**EXTRAIT CHOISI:**
La population autochtone de l'Amérique du nord fut décimée par les épidémies
générées par ces mesures et d'autres du même acabit. Vous n'avez peut-être pas
entendu parler de ce chapitre de votre histoire, vous les Américains; votre
pays est couvert de musées de l'Holocauste [2]
mais il n'y a pas un seul mémorial du génocide commis par vos ancêtres sur la
terre qui vous héberge. C'est bien plus fun de débattre des péchés des
Allemands et des Turcs que de ceux de vos aïeux.
D'abord, vous
affamez les gens, puis vous leur apportez de l'aide humanitaire. C'est un
schéma proposé par
John McNaughton au Pentagone: bombardez les écluses et les barrages,
noyez les plantations de riz, causez une vaste disette (plus d'un million de
morts?) " et alors nous allons livrer une aide humanitaire aux
Vietnamiens affamés". Ou plutôt: "nous pourrions offrir d'agir en
ce sens à la table de conférence". Planifier un million de morts de
faim, par écrit, oui; si
une telle note avait été découverte dans les ruines du Troisième Reich, ce
serait la cerise sur le gâteau des génocides, tous les jours on nous le
rappellerait. Mais l'histoire du génocide des Vietnamiens est
rarement mentionnée de nos jours.
Ils l'ont fait en Syrie, aussi.
Au début, ils
ont apporté des armes pour les mettre entre les mains de chaque extrémiste
musulman (islamiste sunnite),
puis ils ont bloqué Damas, et enfin ils ont envoyé de l'aide humanitaire, mais
seulement dans les zones sous contrôle rebelle.
Cette méthode
cruelle mais efficace pour briser l'esprit des nations a été longuement mise en
œuvre par les dompteurs de lions, pendant des siècles, peut-être. Il
faut affamer le fauve jusqu'à ce qu'il vienne manger dans votre main et vous
lécher les doigts. Ils appellent ça la
domestication par la faim.
Les Israéliens pratiquent la chose à Gaza.
Ils bloquent
toute importation ou exportation de la Bande de Gaza, interdisent de pêcher en
Méditerranée, et mettent sous perfusion les prisonniers palestiniens à coup
d'aide "humanitaire". Les Juifs, qui sont des juifs, ont encore
affiné le procédé; ils se débrouillent pour que ce soit l'UE qui paye pour
l'aide humanitaire destinée à Gaza et qu'elle achète les provisions à ...
Israël! Ce qui fait de Gaza une source importante de profits pour l'Etat juif.
Au Venezuela, donc, ils suivent un vieux
schéma.
Les US et leurs
caniches de Londres ont saisi quelque 20 milliards de dollars appartenant au
Venezuela, et des firmes nationales vénézuéliennes. Ils leur ont pris un
milliard en lingots d'or que le Venezuela avait déposé en confiance dans
les caves de la Bank of England [3].
Ils avaient dit, bien sûr, qu'ils donneraient cet argent à un illustre inconnu
vénézuélien, plus exactement: au gars qui avait déjà promis de remettre la
richesse du Venezuela aux firmes US. Et après ce pillage au grand jour, ils
apportent quelques containers d'aide humanitaire à la frontière, et attendant
que les Vénézuéliens aux abois se ruent dessus pour manger.

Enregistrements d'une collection
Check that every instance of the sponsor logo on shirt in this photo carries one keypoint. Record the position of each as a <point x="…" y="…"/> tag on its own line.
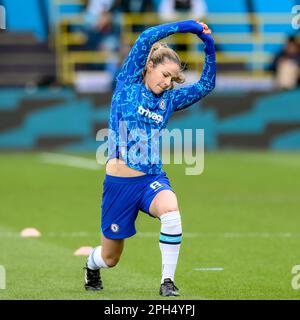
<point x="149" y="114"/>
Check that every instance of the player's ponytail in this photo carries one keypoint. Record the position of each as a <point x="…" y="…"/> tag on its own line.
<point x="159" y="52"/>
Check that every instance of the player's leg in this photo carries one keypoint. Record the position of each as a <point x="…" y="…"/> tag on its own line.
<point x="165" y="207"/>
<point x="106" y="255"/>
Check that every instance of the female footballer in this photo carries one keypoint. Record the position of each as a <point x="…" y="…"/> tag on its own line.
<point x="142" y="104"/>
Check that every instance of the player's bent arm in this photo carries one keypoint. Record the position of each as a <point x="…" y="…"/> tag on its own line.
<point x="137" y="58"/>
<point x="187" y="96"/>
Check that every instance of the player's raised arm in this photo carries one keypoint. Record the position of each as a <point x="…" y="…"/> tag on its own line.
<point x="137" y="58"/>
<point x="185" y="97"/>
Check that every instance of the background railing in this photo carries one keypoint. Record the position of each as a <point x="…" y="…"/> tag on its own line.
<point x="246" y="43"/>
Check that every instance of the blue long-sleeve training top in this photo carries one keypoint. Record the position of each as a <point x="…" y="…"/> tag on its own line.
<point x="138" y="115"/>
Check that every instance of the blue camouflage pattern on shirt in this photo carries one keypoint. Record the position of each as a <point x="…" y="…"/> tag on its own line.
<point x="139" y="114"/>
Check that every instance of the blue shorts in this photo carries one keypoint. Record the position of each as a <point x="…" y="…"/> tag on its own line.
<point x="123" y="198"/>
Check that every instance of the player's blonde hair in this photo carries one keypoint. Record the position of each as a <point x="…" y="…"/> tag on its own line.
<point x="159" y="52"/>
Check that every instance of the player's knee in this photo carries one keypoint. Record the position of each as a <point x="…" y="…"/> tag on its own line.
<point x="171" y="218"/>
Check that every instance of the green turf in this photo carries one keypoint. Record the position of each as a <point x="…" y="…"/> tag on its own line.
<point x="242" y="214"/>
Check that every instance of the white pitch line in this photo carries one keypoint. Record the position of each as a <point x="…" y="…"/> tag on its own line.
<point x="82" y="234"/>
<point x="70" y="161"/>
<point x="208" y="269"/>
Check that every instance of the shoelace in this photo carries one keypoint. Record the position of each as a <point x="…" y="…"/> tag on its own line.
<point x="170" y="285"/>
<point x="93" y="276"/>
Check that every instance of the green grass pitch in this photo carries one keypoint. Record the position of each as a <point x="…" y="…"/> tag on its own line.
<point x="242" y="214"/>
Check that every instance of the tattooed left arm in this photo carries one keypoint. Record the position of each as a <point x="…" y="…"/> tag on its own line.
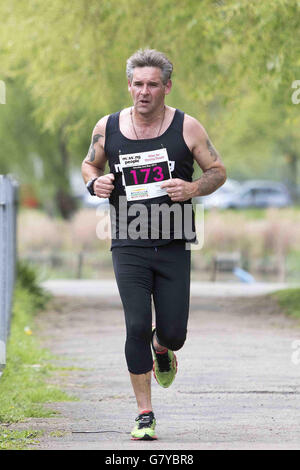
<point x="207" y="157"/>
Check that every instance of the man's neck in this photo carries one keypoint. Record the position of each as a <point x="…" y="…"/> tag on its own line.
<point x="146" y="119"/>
* * *
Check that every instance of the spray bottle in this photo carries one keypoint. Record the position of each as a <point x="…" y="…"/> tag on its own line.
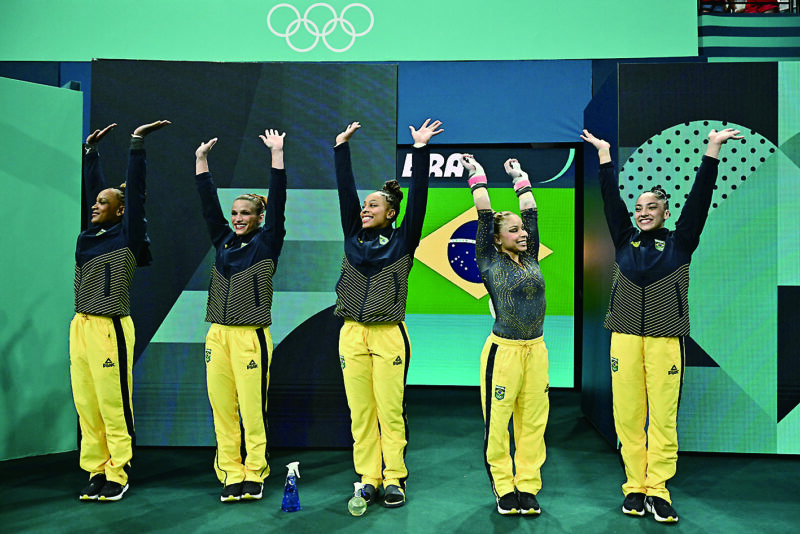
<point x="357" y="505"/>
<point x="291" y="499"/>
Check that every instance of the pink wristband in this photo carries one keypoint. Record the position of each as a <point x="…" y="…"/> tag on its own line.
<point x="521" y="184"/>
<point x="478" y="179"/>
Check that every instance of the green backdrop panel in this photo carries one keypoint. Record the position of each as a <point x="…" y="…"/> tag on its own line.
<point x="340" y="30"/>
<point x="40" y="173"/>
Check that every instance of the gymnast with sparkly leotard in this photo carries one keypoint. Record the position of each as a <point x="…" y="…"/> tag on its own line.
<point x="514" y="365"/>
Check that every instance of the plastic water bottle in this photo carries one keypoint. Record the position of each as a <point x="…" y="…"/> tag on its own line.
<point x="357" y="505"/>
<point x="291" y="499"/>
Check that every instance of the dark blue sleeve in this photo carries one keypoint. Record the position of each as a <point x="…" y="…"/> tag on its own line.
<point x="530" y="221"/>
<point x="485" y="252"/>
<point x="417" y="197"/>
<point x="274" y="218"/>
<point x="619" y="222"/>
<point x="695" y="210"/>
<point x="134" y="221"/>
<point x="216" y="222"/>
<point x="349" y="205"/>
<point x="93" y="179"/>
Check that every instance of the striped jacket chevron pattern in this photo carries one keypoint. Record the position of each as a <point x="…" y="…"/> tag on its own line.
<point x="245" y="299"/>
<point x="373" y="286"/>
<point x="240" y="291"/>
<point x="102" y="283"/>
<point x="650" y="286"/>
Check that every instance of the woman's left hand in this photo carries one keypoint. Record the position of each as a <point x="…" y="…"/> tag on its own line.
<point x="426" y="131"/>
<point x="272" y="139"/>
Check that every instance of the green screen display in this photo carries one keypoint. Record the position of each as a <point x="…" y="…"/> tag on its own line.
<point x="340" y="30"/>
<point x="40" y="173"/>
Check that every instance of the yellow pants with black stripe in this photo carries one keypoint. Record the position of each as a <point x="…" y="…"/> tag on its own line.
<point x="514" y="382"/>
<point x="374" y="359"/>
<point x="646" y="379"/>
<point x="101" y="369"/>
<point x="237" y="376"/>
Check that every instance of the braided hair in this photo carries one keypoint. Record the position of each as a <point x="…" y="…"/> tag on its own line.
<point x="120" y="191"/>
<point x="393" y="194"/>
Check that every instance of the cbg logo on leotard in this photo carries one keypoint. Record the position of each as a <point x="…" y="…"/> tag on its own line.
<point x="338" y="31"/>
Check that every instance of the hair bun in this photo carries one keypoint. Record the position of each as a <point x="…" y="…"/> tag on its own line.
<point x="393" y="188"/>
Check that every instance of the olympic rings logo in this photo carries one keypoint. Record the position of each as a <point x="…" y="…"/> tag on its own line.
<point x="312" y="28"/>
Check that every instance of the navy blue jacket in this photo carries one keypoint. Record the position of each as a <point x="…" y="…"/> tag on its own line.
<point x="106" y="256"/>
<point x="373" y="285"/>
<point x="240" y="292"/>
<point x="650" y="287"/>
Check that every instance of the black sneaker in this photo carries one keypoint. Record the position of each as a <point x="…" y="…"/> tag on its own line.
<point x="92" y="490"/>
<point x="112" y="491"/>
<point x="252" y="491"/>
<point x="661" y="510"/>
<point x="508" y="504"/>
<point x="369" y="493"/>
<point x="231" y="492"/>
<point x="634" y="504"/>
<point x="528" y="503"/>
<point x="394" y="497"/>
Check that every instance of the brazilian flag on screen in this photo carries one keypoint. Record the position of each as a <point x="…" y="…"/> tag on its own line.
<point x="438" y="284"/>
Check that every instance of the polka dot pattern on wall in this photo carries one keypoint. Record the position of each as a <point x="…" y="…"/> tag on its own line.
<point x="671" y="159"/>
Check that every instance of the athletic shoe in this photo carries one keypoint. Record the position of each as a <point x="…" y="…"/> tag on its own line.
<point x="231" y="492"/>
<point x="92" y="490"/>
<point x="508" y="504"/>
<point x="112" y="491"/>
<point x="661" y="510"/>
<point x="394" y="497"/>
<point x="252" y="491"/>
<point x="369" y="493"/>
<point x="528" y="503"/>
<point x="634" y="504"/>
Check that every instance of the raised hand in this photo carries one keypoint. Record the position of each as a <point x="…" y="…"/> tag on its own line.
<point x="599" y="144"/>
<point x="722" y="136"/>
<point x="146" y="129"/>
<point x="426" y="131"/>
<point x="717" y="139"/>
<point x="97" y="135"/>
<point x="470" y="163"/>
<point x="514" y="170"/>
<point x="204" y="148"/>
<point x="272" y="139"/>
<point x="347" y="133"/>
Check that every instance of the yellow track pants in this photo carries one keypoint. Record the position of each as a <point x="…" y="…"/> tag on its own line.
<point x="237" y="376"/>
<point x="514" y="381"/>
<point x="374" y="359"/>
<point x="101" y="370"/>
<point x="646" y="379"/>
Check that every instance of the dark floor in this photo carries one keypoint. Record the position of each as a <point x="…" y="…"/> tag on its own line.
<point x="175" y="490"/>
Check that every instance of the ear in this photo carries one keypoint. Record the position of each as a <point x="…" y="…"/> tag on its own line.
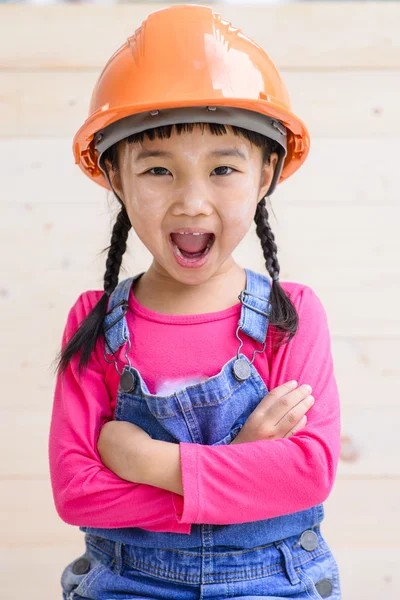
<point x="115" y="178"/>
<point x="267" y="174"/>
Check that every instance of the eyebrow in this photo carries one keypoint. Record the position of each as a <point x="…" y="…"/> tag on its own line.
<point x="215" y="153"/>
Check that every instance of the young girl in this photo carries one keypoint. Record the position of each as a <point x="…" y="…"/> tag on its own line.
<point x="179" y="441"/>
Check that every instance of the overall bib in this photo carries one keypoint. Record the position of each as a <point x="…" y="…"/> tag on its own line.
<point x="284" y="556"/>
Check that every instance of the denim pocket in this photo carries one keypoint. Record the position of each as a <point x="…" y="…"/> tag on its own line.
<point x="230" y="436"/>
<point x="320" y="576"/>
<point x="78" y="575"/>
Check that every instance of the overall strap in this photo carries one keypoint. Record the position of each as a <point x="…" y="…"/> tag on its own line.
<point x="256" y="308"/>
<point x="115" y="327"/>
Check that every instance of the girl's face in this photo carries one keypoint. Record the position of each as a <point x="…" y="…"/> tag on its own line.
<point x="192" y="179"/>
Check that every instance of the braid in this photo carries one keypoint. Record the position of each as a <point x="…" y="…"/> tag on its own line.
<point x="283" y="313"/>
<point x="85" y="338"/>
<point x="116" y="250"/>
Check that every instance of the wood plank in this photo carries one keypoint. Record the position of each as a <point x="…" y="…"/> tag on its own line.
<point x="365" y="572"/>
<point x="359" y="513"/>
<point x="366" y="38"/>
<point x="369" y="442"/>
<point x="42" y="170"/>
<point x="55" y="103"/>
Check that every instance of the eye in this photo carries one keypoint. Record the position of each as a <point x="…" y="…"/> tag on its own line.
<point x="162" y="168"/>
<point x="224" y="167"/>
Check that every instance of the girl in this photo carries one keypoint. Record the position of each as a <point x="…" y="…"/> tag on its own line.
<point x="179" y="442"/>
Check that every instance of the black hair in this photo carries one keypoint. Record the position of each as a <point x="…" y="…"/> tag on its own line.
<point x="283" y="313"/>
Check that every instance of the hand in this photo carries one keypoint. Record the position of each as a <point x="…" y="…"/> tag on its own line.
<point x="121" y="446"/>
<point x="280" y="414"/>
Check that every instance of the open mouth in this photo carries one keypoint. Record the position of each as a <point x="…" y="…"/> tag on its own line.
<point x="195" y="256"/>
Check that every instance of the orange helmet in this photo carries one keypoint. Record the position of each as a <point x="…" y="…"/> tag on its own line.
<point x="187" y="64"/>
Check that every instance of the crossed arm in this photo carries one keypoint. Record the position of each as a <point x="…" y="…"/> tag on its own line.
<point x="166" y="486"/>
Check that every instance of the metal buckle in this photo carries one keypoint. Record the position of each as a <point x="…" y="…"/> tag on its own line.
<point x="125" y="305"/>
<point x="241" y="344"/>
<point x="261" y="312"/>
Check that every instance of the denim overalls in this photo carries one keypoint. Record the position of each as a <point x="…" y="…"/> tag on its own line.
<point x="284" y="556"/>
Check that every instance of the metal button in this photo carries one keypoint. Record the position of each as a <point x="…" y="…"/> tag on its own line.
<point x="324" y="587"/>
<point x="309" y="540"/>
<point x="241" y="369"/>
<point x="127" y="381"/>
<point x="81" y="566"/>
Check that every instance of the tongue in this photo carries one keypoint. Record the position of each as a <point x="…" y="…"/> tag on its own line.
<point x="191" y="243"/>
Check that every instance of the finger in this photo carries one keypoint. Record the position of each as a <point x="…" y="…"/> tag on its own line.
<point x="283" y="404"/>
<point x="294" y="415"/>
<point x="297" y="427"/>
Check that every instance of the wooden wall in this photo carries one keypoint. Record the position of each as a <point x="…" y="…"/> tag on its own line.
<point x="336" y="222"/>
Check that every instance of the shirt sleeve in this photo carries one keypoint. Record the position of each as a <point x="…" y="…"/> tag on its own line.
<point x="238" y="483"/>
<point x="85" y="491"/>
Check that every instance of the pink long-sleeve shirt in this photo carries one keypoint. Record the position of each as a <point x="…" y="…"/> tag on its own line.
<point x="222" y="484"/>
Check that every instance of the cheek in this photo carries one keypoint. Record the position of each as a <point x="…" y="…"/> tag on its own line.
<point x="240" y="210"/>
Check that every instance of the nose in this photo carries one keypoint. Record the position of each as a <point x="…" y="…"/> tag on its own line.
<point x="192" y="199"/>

**À FAIRE:**
Recopiez le passage de l'extrait situé entre « D'abord, vous » et « de nos jours. », ces deux passages compris.

**LA RÉPONSE:**
D'abord, vous
affamez les gens, puis vous leur apportez de l'aide humanitaire. C'est un
schéma proposé par
John McNaughton au Pentagone: bombardez les écluses et les barrages,
noyez les plantations de riz, causez une vaste disette (plus d'un million de
morts?) " et alors nous allons livrer une aide humanitaire aux
Vietnamiens affamés". Ou plutôt: "nous pourrions offrir d'agir en
ce sens à la table de conférence". Planifier un million de morts de
faim, par écrit, oui; si
une telle note avait été découverte dans les ruines du Troisième Reich, ce
serait la cerise sur le gâteau des génocides, tous les jours on nous le
rappellerait. Mais l'histoire du génocide des Vietnamiens est
rarement mentionnée de nos jours.